• _Aim of the task_:
Write out everything below exactly as it stands, from the line that contains "Please identify the bare" down to the end of the rows.

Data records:
========================================

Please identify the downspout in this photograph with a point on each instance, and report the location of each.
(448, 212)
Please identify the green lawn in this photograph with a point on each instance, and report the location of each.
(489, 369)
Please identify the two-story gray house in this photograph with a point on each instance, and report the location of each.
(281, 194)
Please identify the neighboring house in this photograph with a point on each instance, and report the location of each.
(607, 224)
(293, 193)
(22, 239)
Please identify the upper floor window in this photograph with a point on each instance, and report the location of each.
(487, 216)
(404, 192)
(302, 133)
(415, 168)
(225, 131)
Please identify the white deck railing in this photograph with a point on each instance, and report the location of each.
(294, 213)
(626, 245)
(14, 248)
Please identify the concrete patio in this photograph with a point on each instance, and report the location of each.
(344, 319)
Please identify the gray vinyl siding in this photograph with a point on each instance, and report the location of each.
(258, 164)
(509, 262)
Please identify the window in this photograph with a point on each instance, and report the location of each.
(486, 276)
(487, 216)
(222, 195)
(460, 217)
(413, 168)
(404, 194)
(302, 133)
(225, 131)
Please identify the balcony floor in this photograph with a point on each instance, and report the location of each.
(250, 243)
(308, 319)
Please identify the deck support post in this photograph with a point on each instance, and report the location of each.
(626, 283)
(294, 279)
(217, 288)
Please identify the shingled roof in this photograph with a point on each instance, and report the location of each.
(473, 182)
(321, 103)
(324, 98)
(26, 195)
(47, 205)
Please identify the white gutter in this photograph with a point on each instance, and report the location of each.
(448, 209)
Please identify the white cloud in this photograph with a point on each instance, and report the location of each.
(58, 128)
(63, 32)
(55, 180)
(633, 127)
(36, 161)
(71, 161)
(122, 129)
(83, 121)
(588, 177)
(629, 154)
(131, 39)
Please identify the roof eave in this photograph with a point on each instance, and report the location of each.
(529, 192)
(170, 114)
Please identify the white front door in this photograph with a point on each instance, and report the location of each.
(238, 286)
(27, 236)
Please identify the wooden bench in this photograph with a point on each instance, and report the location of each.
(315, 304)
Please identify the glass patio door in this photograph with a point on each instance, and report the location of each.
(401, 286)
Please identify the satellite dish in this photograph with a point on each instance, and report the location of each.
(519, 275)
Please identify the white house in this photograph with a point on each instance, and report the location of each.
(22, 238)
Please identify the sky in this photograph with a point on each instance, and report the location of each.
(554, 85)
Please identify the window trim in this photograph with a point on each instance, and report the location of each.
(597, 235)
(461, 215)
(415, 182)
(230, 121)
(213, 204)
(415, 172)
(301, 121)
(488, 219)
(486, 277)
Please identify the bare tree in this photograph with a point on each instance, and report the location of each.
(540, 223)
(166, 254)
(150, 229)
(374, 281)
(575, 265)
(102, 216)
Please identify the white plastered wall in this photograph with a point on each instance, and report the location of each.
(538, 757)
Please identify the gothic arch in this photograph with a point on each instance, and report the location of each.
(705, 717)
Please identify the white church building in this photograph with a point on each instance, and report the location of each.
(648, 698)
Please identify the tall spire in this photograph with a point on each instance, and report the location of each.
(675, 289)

========================================

• _Reply_:
Please identify the bare tree in this photograph with a point on each instance, and report the location of each.
(540, 223)
(166, 254)
(150, 229)
(374, 281)
(575, 265)
(102, 216)
Please identify the white plastered wall in this photograph with a point on each instance, and report the location of each.
(538, 757)
Please identify the gothic arch in this photograph with a point on each instance, and report the location of each.
(705, 717)
Please identify the white church building in this photograph with a point on each instance, and report the location of each.
(648, 698)
Please identify the tall spire in this photograph with a point on each instance, and report the location of each.
(675, 289)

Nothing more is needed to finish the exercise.